## Assignment
Show me each line of the listing below where the word "forehead" appears.

## Study material
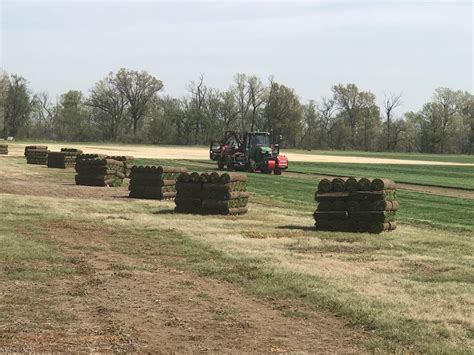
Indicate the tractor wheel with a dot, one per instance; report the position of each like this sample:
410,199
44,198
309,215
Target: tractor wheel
251,166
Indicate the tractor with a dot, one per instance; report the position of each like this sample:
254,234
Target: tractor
251,152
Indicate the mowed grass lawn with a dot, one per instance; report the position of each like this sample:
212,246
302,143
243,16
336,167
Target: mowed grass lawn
449,158
411,289
298,193
458,177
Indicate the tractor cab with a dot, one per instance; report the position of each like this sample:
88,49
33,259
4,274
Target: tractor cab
252,151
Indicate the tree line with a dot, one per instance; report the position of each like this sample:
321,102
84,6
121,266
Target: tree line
127,106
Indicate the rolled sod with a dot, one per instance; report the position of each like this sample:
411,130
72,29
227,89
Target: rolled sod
330,215
331,196
171,169
388,195
214,178
232,186
232,177
227,211
205,177
350,184
337,184
352,206
371,216
382,184
364,184
386,205
324,185
324,205
382,227
195,177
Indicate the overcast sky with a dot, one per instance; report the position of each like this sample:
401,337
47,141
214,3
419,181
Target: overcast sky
398,46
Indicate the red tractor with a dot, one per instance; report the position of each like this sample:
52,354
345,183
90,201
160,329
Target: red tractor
252,152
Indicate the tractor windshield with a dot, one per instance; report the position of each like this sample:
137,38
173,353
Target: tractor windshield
261,140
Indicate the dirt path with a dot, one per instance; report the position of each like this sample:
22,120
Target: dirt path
202,153
135,303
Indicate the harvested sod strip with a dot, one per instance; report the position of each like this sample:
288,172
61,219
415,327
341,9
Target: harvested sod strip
154,182
213,193
37,154
66,158
126,160
99,172
225,193
4,149
351,205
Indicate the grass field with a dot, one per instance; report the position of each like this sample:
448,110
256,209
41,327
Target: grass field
406,291
458,177
451,158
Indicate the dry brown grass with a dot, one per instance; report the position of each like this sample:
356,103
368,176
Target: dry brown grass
202,153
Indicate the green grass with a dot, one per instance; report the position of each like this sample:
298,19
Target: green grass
458,177
450,158
410,290
293,192
260,277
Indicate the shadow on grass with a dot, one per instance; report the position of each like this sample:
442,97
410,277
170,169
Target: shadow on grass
164,212
296,227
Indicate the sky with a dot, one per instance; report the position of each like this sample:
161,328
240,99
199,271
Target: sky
407,47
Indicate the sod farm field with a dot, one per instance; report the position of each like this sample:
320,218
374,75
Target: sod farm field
89,269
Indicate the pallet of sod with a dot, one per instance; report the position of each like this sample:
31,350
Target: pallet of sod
224,194
4,149
126,160
62,160
356,205
154,182
34,147
99,172
72,150
37,155
188,193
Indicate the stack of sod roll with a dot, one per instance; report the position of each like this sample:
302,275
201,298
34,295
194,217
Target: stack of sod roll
154,182
224,194
188,193
356,205
212,193
127,162
66,158
90,156
36,154
99,172
71,150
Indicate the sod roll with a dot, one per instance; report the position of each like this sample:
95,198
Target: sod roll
382,184
324,185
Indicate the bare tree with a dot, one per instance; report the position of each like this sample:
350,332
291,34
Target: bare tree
106,97
241,90
199,93
257,96
139,88
327,108
353,105
390,103
43,112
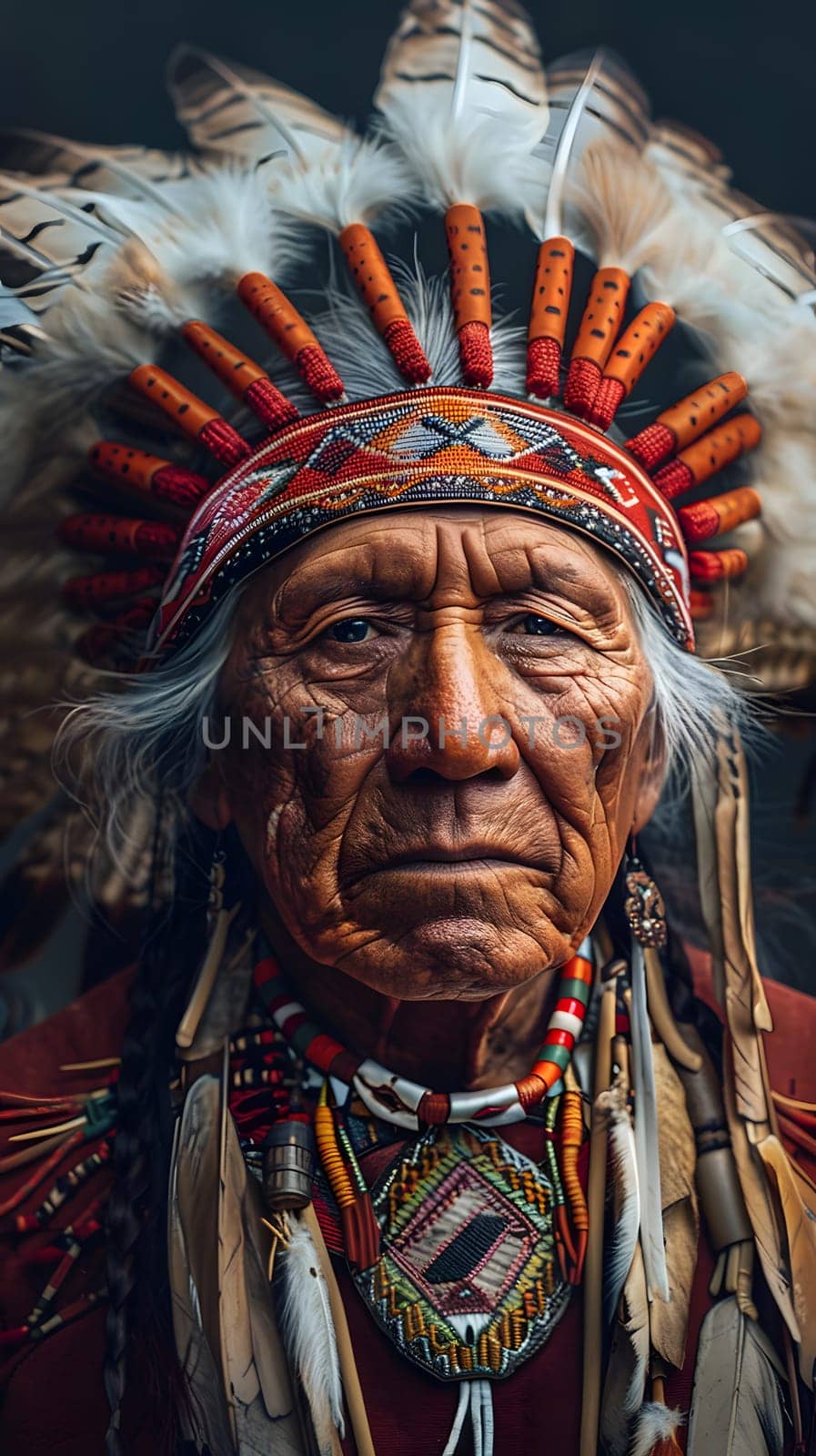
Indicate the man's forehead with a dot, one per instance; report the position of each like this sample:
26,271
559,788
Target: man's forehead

## Response to this exercise
Indicate the man's forehead with a dot, one per instance; report the position of each like this sample:
Target: man's forehead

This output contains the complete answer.